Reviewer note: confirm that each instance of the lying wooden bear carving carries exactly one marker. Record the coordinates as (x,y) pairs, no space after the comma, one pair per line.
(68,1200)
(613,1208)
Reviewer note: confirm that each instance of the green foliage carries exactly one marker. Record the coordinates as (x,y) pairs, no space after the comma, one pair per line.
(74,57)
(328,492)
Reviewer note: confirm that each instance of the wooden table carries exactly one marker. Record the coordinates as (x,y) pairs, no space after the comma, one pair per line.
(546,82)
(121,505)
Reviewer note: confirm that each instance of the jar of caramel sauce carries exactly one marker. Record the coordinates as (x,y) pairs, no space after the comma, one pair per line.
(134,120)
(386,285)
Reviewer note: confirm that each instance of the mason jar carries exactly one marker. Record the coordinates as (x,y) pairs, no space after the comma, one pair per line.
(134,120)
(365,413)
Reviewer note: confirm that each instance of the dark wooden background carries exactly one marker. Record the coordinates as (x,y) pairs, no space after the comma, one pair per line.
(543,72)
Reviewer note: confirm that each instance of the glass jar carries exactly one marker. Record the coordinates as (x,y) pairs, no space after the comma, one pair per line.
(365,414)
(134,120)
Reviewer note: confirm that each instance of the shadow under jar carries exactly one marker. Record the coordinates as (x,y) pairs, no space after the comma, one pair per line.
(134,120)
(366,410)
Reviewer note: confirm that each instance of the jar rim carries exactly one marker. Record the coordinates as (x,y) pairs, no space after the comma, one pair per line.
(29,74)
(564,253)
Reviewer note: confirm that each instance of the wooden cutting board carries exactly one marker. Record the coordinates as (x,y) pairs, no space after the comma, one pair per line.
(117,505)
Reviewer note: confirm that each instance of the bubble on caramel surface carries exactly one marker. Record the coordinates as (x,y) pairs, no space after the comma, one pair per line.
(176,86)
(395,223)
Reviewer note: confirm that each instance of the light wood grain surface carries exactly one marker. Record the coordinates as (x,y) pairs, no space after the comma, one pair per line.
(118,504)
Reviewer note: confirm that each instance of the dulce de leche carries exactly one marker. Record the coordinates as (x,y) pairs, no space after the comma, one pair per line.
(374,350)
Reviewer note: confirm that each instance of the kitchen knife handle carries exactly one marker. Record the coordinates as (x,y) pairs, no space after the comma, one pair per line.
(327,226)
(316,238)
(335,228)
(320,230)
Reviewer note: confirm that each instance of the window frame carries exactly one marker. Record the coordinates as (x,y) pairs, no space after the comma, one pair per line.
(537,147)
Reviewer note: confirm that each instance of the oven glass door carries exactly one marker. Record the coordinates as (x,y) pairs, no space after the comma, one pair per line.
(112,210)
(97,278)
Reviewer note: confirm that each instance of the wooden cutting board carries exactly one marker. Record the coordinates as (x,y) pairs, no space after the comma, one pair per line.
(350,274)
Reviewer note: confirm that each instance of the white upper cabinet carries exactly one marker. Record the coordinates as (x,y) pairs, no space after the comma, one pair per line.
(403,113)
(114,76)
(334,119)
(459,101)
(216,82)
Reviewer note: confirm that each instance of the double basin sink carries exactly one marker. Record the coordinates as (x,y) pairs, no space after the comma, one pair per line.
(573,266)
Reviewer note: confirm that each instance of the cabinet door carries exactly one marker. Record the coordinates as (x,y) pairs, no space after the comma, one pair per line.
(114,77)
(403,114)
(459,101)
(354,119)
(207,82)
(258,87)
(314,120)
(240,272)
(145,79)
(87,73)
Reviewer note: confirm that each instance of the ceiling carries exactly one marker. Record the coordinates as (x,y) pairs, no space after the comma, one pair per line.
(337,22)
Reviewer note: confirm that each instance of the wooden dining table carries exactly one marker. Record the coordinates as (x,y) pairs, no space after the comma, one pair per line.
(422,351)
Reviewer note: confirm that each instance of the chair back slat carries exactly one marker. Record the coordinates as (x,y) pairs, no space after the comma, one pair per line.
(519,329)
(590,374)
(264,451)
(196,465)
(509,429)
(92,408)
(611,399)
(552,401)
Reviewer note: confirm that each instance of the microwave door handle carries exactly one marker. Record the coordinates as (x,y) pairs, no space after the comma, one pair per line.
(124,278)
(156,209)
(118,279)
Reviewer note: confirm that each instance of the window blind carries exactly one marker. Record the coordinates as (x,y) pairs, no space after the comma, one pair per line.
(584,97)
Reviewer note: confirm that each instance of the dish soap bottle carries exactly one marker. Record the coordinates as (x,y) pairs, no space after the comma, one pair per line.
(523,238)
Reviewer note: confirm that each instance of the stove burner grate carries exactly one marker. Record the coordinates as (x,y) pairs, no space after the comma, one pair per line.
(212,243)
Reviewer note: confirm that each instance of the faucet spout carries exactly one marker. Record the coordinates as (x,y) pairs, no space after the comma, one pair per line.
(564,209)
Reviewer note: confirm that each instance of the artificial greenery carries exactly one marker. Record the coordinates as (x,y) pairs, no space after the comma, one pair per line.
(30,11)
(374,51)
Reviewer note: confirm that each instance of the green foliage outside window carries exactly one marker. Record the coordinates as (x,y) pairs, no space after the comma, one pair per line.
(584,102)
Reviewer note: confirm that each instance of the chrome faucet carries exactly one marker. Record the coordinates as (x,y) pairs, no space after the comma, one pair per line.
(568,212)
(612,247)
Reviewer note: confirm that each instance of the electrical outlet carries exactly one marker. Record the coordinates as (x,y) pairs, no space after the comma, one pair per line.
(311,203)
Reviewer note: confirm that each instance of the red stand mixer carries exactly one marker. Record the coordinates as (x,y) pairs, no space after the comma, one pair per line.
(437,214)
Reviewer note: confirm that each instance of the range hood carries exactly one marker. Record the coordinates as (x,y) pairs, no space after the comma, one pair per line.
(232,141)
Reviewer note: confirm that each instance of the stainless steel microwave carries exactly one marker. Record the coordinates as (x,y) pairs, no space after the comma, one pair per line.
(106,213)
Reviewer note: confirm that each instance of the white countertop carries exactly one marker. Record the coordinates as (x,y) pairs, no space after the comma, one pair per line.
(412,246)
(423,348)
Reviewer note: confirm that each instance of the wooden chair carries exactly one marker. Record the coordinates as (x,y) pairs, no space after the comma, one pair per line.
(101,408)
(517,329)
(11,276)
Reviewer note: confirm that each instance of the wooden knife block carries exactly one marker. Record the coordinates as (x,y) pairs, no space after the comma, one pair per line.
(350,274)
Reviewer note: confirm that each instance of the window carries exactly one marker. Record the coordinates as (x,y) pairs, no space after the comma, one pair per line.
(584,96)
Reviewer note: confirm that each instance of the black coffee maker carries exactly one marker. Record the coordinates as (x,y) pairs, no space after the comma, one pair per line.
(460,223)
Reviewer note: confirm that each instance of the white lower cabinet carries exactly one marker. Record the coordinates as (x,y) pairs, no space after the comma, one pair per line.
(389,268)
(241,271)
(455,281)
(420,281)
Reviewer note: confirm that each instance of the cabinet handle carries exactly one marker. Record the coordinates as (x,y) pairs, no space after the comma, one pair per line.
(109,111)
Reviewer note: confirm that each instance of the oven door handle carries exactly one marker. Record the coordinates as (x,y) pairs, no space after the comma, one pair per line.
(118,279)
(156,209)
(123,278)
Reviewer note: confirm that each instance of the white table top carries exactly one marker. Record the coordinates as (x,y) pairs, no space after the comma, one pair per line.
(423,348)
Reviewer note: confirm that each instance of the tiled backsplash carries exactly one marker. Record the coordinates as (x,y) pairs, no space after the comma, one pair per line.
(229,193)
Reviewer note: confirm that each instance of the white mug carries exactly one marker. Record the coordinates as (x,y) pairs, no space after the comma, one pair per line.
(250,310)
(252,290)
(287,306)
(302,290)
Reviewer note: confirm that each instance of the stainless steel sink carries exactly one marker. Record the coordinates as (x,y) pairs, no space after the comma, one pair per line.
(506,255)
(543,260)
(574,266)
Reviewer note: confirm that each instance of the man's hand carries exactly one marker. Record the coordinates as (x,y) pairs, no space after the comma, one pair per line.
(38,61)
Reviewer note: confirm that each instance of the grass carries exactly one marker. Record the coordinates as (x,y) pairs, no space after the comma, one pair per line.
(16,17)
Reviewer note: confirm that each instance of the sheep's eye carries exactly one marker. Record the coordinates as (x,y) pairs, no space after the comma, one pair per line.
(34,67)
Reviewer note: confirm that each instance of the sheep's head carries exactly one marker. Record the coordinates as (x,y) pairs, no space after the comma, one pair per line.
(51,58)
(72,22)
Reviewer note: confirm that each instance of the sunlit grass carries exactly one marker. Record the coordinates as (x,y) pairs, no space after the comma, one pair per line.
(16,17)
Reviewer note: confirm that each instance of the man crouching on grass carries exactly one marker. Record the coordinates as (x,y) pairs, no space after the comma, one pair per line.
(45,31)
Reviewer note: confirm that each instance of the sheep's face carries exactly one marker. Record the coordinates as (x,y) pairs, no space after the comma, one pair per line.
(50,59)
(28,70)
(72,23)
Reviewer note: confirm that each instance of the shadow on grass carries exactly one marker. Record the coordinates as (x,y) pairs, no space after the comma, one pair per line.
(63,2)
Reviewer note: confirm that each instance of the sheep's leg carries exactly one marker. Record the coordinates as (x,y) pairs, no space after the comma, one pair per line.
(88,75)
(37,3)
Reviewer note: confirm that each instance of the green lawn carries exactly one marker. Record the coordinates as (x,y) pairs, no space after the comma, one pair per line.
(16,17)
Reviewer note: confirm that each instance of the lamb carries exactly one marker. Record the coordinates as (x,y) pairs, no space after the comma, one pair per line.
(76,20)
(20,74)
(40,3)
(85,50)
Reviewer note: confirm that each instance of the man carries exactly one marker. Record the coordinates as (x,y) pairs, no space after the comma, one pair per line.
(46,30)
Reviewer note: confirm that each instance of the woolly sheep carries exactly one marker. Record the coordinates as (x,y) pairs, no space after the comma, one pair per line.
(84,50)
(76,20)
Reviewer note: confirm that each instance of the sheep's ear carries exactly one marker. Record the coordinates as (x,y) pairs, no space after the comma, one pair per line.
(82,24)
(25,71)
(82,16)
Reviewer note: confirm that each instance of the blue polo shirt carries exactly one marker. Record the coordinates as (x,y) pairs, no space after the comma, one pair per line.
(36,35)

⁂

__WHAT YOU NEED TO DO__. Recast the part of the listing that opens with the line containing "Reviewer note: confirm that each instance of the sheep's ear" and runs through the end of the listing as a two-column CSV with the headers note and points. Give one row for each note and its answer, with each in a single quoted field and any line breaks replaced by spaces.

__THE RESULT__.
note,points
"Reviewer note: confirm that each instance of the sheep's ear carries exactly one marker. Record the coordinates as (x,y) pairs, no space after the comma, one pair per line.","(82,24) (25,71) (82,16)"
"Reviewer note: confirm that each instance of the blue polo shirt carries exactly one marker. Record the coordinates as (x,y) pairs, no space after the comma, one pair per line.","(36,35)"